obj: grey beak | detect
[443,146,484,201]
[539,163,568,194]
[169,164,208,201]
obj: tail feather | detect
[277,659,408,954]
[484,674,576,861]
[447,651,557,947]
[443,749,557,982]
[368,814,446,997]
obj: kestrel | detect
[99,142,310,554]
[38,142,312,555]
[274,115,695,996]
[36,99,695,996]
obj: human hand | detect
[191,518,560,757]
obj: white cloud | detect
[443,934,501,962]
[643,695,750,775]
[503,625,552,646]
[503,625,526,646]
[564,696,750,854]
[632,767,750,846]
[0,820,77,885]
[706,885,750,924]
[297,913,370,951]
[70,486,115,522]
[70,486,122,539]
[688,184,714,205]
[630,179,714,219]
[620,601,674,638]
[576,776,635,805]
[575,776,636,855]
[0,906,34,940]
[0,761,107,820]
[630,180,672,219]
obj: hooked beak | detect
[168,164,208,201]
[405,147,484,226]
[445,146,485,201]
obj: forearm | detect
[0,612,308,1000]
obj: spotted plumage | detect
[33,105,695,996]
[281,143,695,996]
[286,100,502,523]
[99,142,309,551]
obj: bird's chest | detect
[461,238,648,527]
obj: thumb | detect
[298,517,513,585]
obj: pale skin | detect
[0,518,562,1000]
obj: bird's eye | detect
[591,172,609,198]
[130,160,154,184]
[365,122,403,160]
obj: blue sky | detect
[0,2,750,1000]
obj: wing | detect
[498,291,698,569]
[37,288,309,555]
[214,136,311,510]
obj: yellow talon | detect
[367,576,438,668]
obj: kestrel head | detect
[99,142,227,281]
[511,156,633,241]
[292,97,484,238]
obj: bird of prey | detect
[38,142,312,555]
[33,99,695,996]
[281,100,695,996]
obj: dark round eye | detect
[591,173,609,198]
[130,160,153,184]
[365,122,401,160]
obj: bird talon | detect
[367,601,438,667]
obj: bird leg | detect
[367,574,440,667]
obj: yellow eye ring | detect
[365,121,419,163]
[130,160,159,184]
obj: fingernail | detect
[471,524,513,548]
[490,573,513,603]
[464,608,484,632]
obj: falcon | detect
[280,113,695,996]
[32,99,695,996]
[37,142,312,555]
- - -
### THE REQUEST
Copy out every line of the records above, character for character, with no changes.

### ANSWER TO THE TASK
obj: grey beak | detect
[443,146,484,201]
[539,163,568,194]
[169,164,208,201]
obj: tail feather | detect
[277,659,408,954]
[484,674,576,861]
[447,651,557,947]
[443,749,557,982]
[368,814,446,997]
obj: kestrel | detect
[99,142,310,554]
[38,142,312,555]
[274,115,695,996]
[36,99,695,996]
obj: human hand | detect
[191,518,560,757]
obj: white cloud | detect
[443,934,501,962]
[643,695,750,775]
[503,625,552,646]
[503,625,526,646]
[564,696,750,854]
[632,767,750,846]
[0,820,77,885]
[706,885,750,924]
[297,913,370,951]
[70,486,115,522]
[70,486,122,539]
[688,184,714,205]
[630,179,714,219]
[620,601,674,638]
[576,776,635,805]
[575,776,636,855]
[0,906,34,940]
[0,761,107,820]
[630,180,672,219]
obj: hooked beak | detect
[168,164,208,201]
[405,147,484,226]
[445,146,485,201]
obj: forearm | detect
[0,612,308,1000]
obj: spotted plumage | detect
[33,105,695,996]
[281,143,695,996]
[286,100,502,523]
[99,142,309,551]
obj: bird's chest | detect
[461,238,648,527]
obj: thumb | detect
[298,517,513,585]
obj: pale skin | detect
[0,518,562,1000]
obj: bird's eye | detect
[591,172,609,198]
[130,160,154,184]
[365,122,403,160]
obj: blue sky | detect
[0,2,750,1000]
obj: wing | detect
[498,291,698,569]
[37,288,309,555]
[214,136,311,510]
obj: yellow talon | detect
[367,576,438,668]
obj: kestrel head | detect
[99,142,227,281]
[511,156,633,241]
[292,97,484,238]
obj: bird of prey | detect
[38,142,312,555]
[33,99,695,996]
[281,100,695,996]
obj: dark round eye | detect
[591,173,609,198]
[130,160,153,184]
[365,122,401,160]
obj: bird talon | detect
[367,601,438,667]
obj: bird leg | detect
[367,574,440,667]
obj: yellow eye ring | detect
[365,121,419,163]
[130,160,159,184]
obj: fingernail | detect
[471,524,513,548]
[490,573,513,603]
[464,608,484,632]
obj: falcon | detect
[280,113,695,996]
[32,99,695,996]
[37,142,312,555]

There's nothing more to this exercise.